**Exercise details**
Reproduce the complete set of records, exactly as they appear.

**Input data**
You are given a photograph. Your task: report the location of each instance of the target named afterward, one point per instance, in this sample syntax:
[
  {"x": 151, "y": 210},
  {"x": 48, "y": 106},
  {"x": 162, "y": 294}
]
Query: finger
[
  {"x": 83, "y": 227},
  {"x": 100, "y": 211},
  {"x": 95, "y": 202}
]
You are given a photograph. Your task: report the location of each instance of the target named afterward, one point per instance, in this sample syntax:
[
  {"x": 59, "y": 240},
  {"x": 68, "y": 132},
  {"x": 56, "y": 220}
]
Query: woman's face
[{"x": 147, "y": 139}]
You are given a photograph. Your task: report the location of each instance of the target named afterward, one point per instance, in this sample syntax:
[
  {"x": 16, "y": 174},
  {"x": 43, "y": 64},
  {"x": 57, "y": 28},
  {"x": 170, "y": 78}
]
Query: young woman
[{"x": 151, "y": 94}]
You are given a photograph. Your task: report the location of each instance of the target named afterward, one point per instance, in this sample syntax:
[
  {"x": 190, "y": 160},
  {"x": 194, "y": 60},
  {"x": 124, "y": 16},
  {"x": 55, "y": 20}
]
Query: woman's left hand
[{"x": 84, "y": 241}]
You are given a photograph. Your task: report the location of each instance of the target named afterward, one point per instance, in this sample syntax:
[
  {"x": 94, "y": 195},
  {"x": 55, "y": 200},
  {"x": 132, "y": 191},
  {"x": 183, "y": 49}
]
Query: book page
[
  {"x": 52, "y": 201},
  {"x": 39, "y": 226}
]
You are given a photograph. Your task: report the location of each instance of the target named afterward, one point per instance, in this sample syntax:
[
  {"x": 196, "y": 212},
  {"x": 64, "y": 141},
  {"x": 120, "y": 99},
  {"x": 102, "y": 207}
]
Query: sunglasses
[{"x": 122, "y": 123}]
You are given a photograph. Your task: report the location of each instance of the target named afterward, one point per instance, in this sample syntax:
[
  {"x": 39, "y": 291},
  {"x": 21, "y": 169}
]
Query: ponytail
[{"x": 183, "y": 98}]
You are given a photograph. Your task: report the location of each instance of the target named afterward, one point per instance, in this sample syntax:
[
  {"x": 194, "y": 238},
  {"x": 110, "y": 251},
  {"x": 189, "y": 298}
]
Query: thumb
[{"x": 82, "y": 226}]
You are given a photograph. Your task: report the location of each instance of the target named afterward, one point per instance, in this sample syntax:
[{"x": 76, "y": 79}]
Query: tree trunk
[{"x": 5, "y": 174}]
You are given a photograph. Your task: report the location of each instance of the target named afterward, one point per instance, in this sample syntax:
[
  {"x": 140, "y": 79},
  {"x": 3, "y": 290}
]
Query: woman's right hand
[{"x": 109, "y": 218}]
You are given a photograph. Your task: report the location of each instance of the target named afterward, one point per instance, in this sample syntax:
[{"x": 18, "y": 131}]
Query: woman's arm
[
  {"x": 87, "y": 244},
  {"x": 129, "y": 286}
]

**Answer for the task**
You are given a photograph. Your task: report the location of each instance of the target named afterward, one point per instance, in this sample syntax:
[
  {"x": 151, "y": 210},
  {"x": 48, "y": 106},
  {"x": 162, "y": 294}
]
Query: finger
[
  {"x": 83, "y": 227},
  {"x": 100, "y": 211},
  {"x": 95, "y": 202}
]
You are given a photograph. Your task: report the location of each instance of the target named afterward, one point per instance, in this sample syntax:
[
  {"x": 59, "y": 240},
  {"x": 68, "y": 132},
  {"x": 56, "y": 220}
]
Query: woman's face
[{"x": 147, "y": 139}]
You are given a photograph. Your task: report the location of each instance of the target named afterward, one point per instance, in this sample syntax:
[
  {"x": 16, "y": 174},
  {"x": 43, "y": 64},
  {"x": 57, "y": 28},
  {"x": 170, "y": 78}
]
Query: young woman
[{"x": 151, "y": 94}]
You are given a photograph. Your task: report the location of each instance of the target named afterward, one point per instance, in this sample syntax:
[
  {"x": 190, "y": 160},
  {"x": 194, "y": 60},
  {"x": 124, "y": 16},
  {"x": 55, "y": 20}
]
Query: woman's left hand
[{"x": 84, "y": 241}]
You are given a photograph. Your task: report the location of each instance of the target named afterward, one point per instance, in this sample syntax:
[
  {"x": 94, "y": 195},
  {"x": 55, "y": 200},
  {"x": 132, "y": 191},
  {"x": 183, "y": 49}
]
Query: book page
[
  {"x": 52, "y": 201},
  {"x": 39, "y": 226}
]
You are given a photograph. Your task: report the location of each instance of the target named afterward, one point per instance, in this sample syntax:
[
  {"x": 196, "y": 212},
  {"x": 64, "y": 141},
  {"x": 120, "y": 99},
  {"x": 102, "y": 207}
]
Query: sunglasses
[{"x": 122, "y": 123}]
You are given a photograph. Your task: report the location of each instance of the target named afterward, one point per instance, in this sample syntax:
[
  {"x": 39, "y": 291},
  {"x": 21, "y": 169}
]
Query: ponytail
[{"x": 183, "y": 98}]
You are given a photograph. Your task: report the location of each instance of the target named afterward, one point per instance, in this sample syntax:
[
  {"x": 194, "y": 238},
  {"x": 110, "y": 251},
  {"x": 189, "y": 298}
]
Query: thumb
[{"x": 82, "y": 226}]
You are given a photograph. Your task: report the location of each instance of the target named afterward, one point per instance, in this sample syntax:
[{"x": 76, "y": 79}]
Query: tree trunk
[{"x": 5, "y": 174}]
You are given a photograph. Your task: report the location of each instance of the target named afterward, one point per instance, in this sample syntax:
[
  {"x": 140, "y": 79},
  {"x": 3, "y": 290}
]
Query: woman's right hand
[{"x": 109, "y": 218}]
You are given a photograph. Your task: report the location of each instance of the target named afterward, one point per instance, in this sample syntax:
[{"x": 18, "y": 131}]
Query: woman's arm
[
  {"x": 87, "y": 244},
  {"x": 129, "y": 286}
]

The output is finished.